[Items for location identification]
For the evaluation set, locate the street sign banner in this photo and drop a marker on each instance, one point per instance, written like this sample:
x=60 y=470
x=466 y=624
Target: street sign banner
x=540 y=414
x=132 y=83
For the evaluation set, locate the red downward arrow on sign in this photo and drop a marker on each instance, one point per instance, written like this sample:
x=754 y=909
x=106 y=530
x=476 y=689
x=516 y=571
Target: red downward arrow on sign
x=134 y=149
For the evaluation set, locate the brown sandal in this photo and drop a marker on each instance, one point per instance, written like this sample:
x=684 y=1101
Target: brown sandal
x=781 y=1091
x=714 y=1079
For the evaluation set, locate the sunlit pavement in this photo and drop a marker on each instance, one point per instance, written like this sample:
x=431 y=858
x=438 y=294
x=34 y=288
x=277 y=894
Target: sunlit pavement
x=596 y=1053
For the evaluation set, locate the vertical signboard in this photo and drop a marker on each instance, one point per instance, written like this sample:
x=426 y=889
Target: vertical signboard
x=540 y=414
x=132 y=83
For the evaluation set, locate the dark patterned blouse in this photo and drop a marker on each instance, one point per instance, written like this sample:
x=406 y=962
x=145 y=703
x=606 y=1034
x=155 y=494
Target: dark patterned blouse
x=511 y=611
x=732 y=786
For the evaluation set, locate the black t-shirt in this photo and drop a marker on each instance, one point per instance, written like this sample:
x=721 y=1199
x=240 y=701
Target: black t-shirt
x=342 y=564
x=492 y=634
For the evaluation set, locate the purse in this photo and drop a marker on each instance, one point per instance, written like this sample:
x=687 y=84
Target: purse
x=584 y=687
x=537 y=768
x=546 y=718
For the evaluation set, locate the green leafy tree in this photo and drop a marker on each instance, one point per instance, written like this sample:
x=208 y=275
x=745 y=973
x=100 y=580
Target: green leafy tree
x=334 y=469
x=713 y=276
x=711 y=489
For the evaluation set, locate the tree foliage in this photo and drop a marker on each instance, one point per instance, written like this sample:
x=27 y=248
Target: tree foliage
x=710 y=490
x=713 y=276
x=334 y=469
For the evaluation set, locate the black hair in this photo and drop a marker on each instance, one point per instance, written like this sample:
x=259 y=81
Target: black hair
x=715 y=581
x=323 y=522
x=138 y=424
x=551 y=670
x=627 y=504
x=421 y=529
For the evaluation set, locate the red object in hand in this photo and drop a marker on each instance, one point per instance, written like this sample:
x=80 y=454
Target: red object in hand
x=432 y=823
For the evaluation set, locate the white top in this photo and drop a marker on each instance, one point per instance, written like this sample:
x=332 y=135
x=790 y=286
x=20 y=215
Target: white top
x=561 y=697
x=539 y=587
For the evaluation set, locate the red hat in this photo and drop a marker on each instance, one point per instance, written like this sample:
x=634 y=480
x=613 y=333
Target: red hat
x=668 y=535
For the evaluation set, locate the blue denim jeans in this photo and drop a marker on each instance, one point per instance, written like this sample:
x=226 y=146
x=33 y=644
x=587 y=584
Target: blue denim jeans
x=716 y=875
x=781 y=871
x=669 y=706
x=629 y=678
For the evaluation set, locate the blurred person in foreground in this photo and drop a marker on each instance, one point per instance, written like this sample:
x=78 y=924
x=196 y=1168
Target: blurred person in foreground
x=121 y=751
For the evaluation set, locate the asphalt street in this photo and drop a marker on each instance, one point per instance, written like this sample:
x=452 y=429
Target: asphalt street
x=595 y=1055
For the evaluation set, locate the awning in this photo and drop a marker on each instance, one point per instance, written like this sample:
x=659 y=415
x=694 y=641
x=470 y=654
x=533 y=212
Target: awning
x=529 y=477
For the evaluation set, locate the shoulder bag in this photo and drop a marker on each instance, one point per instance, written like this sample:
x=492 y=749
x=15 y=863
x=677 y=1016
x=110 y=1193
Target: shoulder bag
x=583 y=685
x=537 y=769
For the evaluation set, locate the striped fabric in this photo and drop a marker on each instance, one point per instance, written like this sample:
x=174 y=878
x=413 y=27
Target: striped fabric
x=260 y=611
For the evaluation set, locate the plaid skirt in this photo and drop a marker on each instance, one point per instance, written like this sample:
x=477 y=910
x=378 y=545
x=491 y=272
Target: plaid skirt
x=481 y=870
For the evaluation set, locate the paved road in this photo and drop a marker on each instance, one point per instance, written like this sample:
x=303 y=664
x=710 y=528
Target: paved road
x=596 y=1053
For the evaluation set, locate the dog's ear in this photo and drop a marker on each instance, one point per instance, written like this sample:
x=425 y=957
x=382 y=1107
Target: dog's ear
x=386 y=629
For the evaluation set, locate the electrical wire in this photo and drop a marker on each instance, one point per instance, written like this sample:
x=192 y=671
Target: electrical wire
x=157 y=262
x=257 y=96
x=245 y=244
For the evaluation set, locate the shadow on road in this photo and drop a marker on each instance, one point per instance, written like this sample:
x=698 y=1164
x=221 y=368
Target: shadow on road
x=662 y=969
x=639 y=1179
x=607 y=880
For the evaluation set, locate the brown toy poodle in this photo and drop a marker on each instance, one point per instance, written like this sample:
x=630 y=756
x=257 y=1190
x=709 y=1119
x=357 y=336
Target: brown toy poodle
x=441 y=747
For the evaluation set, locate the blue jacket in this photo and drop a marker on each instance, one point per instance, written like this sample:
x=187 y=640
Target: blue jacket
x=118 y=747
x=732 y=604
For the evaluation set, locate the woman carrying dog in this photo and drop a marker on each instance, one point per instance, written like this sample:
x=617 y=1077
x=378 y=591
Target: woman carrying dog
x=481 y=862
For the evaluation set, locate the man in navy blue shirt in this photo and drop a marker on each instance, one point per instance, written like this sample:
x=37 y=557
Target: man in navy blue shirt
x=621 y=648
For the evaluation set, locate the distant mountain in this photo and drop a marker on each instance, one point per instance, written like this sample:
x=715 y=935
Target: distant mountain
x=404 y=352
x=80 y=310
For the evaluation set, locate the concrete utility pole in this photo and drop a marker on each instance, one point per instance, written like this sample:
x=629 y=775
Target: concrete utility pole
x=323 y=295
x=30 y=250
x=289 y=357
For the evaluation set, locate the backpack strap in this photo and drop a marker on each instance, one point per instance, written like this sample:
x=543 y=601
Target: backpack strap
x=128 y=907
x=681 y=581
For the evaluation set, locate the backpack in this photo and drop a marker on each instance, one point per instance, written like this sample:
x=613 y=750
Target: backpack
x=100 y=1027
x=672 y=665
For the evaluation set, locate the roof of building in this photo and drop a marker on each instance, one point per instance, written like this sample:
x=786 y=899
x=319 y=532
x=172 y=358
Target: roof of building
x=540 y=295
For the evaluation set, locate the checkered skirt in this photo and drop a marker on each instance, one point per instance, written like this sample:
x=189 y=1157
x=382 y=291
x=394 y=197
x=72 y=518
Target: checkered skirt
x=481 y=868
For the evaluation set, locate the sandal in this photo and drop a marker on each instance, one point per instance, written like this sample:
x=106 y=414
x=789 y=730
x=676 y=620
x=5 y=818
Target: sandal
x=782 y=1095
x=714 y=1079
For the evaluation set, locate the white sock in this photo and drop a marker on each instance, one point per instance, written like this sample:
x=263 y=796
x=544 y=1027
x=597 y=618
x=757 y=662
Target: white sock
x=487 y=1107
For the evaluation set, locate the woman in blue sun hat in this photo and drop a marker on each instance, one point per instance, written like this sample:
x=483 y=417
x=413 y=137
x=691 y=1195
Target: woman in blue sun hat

• [Aim of the task]: Reproduce every one of the entries above verbatim, carrying over each line without any alteration.

• [In response]:
For the evaluation set, locate the street sign banner in this photo and drop a marker on each instance, one point per instance, written like this sample:
x=60 y=470
x=466 y=624
Target: street sign banner
x=540 y=414
x=132 y=83
For the evaluation set, locate the red downward arrow on sign in this photo and drop a marker on each instance, one point per instance, written like this sample:
x=754 y=909
x=106 y=530
x=476 y=689
x=516 y=571
Target: red downward arrow on sign
x=134 y=149
For the evaluation set, locate the brown sandal in this photo and drop a marker on each instance, one point per instance, written like this sample:
x=684 y=1101
Target: brown sandal
x=781 y=1091
x=714 y=1079
For the evaluation set, locate the sunlit pavement in this photo and drop a marker on each instance, one point per instance, written like this sample:
x=431 y=858
x=438 y=294
x=34 y=288
x=277 y=894
Target: sunlit pavement
x=596 y=1053
For the evaluation set, locate the vertical signboard in this photo and drop a marker on each instance, one point per instance, written like this sample:
x=426 y=889
Target: vertical signboard
x=540 y=414
x=132 y=83
For the evaluation set, locate the dark patterned blouse in this photo and drop a marker on each instance, one point per instance, written like this sample:
x=406 y=962
x=145 y=703
x=606 y=1034
x=155 y=494
Target: dark patterned blouse
x=511 y=611
x=732 y=786
For the evaluation set, locate the black t-shirt in this photo and drop a marker on each instance, one point per instance, written like this sample:
x=721 y=1199
x=240 y=701
Target: black t-shirt
x=342 y=564
x=492 y=634
For the evaluation set, locate the purse in this photo and drop a marker on each instance, one point per instance, written like this sample:
x=687 y=84
Target: purse
x=584 y=687
x=537 y=768
x=546 y=718
For the evaluation set, locate the green leafy tree in this photo and drop a marker on each instance, one point per instance, written like this sample:
x=208 y=275
x=745 y=973
x=100 y=580
Target: green leafy tree
x=334 y=469
x=713 y=276
x=711 y=489
For the evaluation set, locate the tree foliage in this photo and drop a marker on each instance, one point per instance, written like this sample:
x=27 y=248
Target: tree foliage
x=710 y=490
x=713 y=276
x=334 y=469
For the evaluation set, locate the black hair in this photo and drop a marker on each instance, one point per instance, written like this sample:
x=259 y=81
Target: black hair
x=715 y=581
x=323 y=522
x=138 y=424
x=551 y=670
x=627 y=504
x=421 y=529
For the evaluation set, locate the red object in hand in this photo and drop a marker on each instance, one point per instance, written like this sample:
x=80 y=454
Target: red object in hand
x=432 y=823
For the evaluation set, locate the white top in this photo and drop a marker on each instance, one point per instance, written like this sample:
x=332 y=135
x=790 y=286
x=20 y=215
Target: white top
x=561 y=697
x=539 y=587
For the evaluation set, locate the red hat in this photo and drop a marker on each instance, one point per instance, written like this sample:
x=634 y=480
x=613 y=333
Target: red hat
x=668 y=535
For the evaluation set, locate the blue denim jeans in this photo and drop a marker on each instance, one point per instance, written like this sample:
x=226 y=146
x=33 y=644
x=587 y=584
Target: blue denim jeans
x=716 y=875
x=781 y=871
x=669 y=706
x=629 y=678
For the evaluation set, locate the blurred person in foreground in this photo and drop a marker on each instance, one point per instance, written like this sample:
x=78 y=924
x=196 y=1168
Target: blurred person in foreground
x=121 y=751
For the evaluation set, locate the asphalt street in this photo and drop a marker on each instance, one point per instance, written like this sample:
x=452 y=429
Target: asphalt street
x=595 y=1055
For the evaluation set, locate the awning in this photo and drop a marker on each instance, one point per instance, written like this sample:
x=659 y=415
x=694 y=641
x=470 y=654
x=533 y=212
Target: awning
x=529 y=477
For the evaluation set, locate the shoulder bag in this photo and drop a marker on each instance, one point per instance, written like this sample:
x=492 y=749
x=15 y=863
x=677 y=1016
x=110 y=1193
Target: shoulder bag
x=583 y=685
x=537 y=769
For the evaluation set, locate the striped fabric in this photo and drop a marker on each instance, one point per instance, written like this sample:
x=174 y=878
x=413 y=27
Target: striped fabric
x=260 y=611
For the evaluation set, locate the plaid skirt in this photo and drop a marker on each instance, one point per instance, written like this sample:
x=477 y=910
x=378 y=545
x=491 y=272
Target: plaid skirt
x=481 y=870
For the evaluation set, locate the paved road in this photo and drop a marker on each instance, one point per instance, written like this sample:
x=303 y=664
x=710 y=528
Target: paved road
x=596 y=1053
For the evaluation set, locate the dog's ear in this photo and drop a marker on each instance, one point per instance, written like this sample:
x=425 y=957
x=382 y=1107
Target: dog's ear
x=386 y=629
For the evaluation set, locate the electrical wire in this photo and drop a marker on each instance, one point per instance, written like this sample:
x=192 y=671
Target: electrical wire
x=157 y=262
x=257 y=96
x=245 y=244
For the evaluation set, locate the shadow on road in this photo and drop a marker on each instance, one point per instance, written like this sample:
x=698 y=1164
x=221 y=368
Target: shadow on road
x=662 y=969
x=639 y=1179
x=607 y=880
For the evaluation set, locate the brown toy poodle in this photo and drop a marker on each instance, one point per instance, written like this sample:
x=630 y=756
x=257 y=1190
x=709 y=1119
x=357 y=336
Target: brown toy poodle
x=441 y=747
For the evaluation set, locate the blue jacket in this photo and drop a marker on each instance, one point per instance, written like this sample:
x=187 y=640
Target: blue jacket
x=118 y=747
x=732 y=604
For the evaluation set, locate the woman carrying dog in this photo and drop a marker on each instance, one point per instance, written like this sample:
x=617 y=1077
x=378 y=591
Target: woman carrying dog
x=481 y=862
For the evaluation set, locate the man in navy blue shirt in this photo and drop a marker on each instance, one point per instance, written like this sample:
x=37 y=557
Target: man in navy blue shirt
x=621 y=648
For the evaluation set, locate the distant mountain in this photo and drop a marker on each instance, one point per instance, written like this sample:
x=715 y=935
Target: distant mountain
x=404 y=352
x=80 y=310
For the evaluation set, locate the concrete utility pole in this photo and drop a marker on each instance, one point per instance, written like this sample:
x=629 y=775
Target: concrete utility pole
x=323 y=295
x=30 y=250
x=289 y=357
For the evaluation set, locate the backpack strap in this photo and drop a marker on each instance, one point per instance, written like this sample:
x=543 y=601
Target: backpack strap
x=128 y=907
x=681 y=581
For the evaluation set, locate the backpack in this photo and drop a marker on each instance, one point per instance, written like this sample:
x=613 y=750
Target: backpack
x=100 y=1027
x=672 y=665
For the evaluation set, locate the roof of building in this photo and drop a marker on each instance, one point per instance, written like this sample:
x=786 y=899
x=319 y=532
x=172 y=358
Target: roof of building
x=540 y=295
For the evaluation set, locate the checkered skirt in this photo and drop a marker on each instance, one point per instance, written like this sample:
x=189 y=1157
x=382 y=291
x=394 y=197
x=72 y=518
Target: checkered skirt
x=481 y=868
For the evaluation set, locate the sandal in this photo and drop a marker on each instance, one point per instance, written like this sample:
x=106 y=414
x=789 y=730
x=676 y=620
x=5 y=818
Target: sandal
x=782 y=1095
x=714 y=1079
For the evaluation set, locate the white sock in this photo and drop a marker on each instance, one point per instance, written like this sample:
x=263 y=796
x=544 y=1027
x=597 y=618
x=757 y=662
Target: white sock
x=487 y=1107
For the evaluation set, locate the woman in blue sun hat in this photo and drop a marker on each instance, one point per instance, written like this sample:
x=483 y=417
x=413 y=137
x=691 y=1195
Target: woman in blue sun hat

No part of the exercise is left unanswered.